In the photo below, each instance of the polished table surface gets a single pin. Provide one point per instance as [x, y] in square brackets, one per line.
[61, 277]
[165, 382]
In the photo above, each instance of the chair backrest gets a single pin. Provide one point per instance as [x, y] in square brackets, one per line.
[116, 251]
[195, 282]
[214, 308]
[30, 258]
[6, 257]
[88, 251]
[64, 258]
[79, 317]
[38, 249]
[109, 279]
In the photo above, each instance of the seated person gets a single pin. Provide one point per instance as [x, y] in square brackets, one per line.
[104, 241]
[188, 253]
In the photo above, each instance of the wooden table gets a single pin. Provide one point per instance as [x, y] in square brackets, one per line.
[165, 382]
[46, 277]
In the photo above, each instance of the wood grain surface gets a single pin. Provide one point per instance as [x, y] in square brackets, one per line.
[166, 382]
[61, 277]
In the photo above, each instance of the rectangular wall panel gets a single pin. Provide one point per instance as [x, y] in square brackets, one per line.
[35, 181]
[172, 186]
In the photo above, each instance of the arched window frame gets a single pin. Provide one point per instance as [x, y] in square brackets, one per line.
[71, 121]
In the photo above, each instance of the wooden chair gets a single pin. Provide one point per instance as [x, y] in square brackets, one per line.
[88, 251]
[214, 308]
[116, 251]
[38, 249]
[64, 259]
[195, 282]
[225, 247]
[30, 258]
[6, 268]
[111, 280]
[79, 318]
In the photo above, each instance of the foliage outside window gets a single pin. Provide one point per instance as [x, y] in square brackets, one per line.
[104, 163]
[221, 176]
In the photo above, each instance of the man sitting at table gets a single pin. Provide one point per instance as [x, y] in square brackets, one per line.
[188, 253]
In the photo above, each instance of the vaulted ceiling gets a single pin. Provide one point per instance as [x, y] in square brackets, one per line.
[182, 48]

Direction: Repeat the listing above without any change.

Result of this task:
In the photo below, each instance of the polished table surface gets a single pin. Provide one point per instance as [x, y] in square brackets, one per line.
[61, 277]
[165, 382]
In the photo above, each instance of the chair backrest gets a single pin. Provide one point per instance as [x, y] in square brackets, one per line.
[116, 251]
[195, 282]
[214, 308]
[30, 258]
[6, 257]
[88, 251]
[64, 258]
[79, 317]
[38, 249]
[109, 279]
In the photo above, each instance of the seated person gets a single pin. Provide one point per instance as [x, y] in square brackets, one per line.
[104, 241]
[188, 253]
In the photo above, each instance of the wooden table gets a single pin. Provide one point per instance as [x, y] in square brackets, one per line.
[165, 382]
[46, 277]
In the photo above, each instance of the wood grain surface gets a single pin. Provide one point per instance as [x, y] in square brackets, one per line.
[166, 382]
[61, 277]
In the photo above, each instance of the rectangular wall panel gets a single pin. Provide one point per instance as [x, y] in square brackets, one per line.
[35, 181]
[172, 186]
In the photo above, each instance of the arched window frame gets a single pin. Provide one point per instance as [x, y] in square brackets, one per line.
[71, 121]
In the photo above, each instance of the wooden chair gets a single pin. Provide one point per instance as [x, y] in square brackets, one per line.
[88, 251]
[214, 308]
[116, 251]
[38, 249]
[64, 259]
[195, 282]
[225, 247]
[30, 258]
[6, 268]
[111, 280]
[79, 318]
In the photo above, each instance of the foliage outside window gets a single pin. Provide one point per instance as [x, y] in square brackets, one per line.
[104, 163]
[221, 176]
In the photo above, each instance of the man sitting at table gets a single pin. Provide one point per instance as [x, y] in square brackets, one per line.
[188, 253]
In the photo above, each instance of the vaulted ceiling gets a single pin. Provide one point per instance as [x, y] in square brackets, one per line.
[182, 48]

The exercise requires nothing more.